### Problem details
Copy everything from the line containing "the motorcycle rear" down through the end of the data, including that line and the requests. Rescale each answer coordinate by multiplying it by 0.55 and rounding to a whole number, with halves rounded up, and leave the numbers in the requests and their format samples unchanged.

* * * *

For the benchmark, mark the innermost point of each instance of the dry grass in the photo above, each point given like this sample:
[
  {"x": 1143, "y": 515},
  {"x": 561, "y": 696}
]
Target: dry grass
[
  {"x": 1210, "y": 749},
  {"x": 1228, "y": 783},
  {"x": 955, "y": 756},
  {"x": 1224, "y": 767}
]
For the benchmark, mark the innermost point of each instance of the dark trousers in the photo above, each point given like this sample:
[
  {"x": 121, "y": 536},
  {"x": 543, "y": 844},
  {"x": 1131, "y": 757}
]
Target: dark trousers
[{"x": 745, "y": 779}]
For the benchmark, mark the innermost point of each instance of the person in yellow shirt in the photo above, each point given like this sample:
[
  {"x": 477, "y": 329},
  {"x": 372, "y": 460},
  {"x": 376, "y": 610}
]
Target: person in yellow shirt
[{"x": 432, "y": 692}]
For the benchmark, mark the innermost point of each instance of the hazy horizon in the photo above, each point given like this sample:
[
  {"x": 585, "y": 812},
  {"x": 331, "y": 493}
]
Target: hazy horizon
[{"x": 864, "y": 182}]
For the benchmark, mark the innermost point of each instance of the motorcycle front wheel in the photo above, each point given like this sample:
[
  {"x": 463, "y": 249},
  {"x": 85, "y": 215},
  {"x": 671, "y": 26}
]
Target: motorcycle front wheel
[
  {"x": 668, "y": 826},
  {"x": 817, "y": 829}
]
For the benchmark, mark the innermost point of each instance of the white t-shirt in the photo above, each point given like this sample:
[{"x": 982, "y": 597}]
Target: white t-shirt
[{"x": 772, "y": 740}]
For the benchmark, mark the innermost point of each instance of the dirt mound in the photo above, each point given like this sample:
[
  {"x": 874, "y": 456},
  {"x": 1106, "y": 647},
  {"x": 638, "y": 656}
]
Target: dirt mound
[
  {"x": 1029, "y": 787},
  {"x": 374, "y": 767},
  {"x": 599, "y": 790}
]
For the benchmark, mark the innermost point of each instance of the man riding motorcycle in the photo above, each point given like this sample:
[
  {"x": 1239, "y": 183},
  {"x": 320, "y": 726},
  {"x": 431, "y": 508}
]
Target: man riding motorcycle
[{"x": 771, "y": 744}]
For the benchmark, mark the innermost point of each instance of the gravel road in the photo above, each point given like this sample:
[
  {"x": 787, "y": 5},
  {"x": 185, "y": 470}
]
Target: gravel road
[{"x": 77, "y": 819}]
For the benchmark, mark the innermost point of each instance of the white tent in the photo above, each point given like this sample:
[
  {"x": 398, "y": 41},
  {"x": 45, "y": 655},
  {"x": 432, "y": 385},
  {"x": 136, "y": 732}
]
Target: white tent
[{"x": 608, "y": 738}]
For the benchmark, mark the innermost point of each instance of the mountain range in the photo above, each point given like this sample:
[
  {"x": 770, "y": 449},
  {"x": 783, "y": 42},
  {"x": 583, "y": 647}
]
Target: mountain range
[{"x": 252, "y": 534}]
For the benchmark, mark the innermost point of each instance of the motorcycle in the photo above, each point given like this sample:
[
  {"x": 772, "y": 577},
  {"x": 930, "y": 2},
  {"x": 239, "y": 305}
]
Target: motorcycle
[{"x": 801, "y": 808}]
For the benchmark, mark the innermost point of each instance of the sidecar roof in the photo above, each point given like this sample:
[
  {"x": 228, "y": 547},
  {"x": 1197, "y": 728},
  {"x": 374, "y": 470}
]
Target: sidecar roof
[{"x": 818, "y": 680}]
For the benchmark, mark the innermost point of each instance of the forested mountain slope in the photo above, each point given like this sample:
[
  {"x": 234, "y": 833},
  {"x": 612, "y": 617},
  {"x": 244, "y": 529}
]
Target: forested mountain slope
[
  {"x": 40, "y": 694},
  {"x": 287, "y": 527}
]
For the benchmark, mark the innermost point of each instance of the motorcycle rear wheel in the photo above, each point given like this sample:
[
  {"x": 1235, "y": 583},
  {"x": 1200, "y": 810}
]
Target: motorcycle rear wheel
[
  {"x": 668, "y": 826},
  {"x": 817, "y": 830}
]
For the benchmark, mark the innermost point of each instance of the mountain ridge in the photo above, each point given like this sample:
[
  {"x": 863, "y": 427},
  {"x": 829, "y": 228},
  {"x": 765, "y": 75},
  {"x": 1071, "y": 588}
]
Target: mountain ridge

* * * *

### Expected answer
For the benchmark, mark the innermost point of each instance of the motorcycle rear wheel in the photo above, each point given like this sample:
[
  {"x": 1235, "y": 583},
  {"x": 1200, "y": 810}
]
Target: motorcycle rear wheel
[
  {"x": 367, "y": 454},
  {"x": 449, "y": 457}
]
For the benchmark, mark the innermost point of each instance of the mountain ridge in the photo above, each point given like this sample:
[
  {"x": 863, "y": 427},
  {"x": 829, "y": 228},
  {"x": 765, "y": 75},
  {"x": 1071, "y": 588}
]
Target: mountain ridge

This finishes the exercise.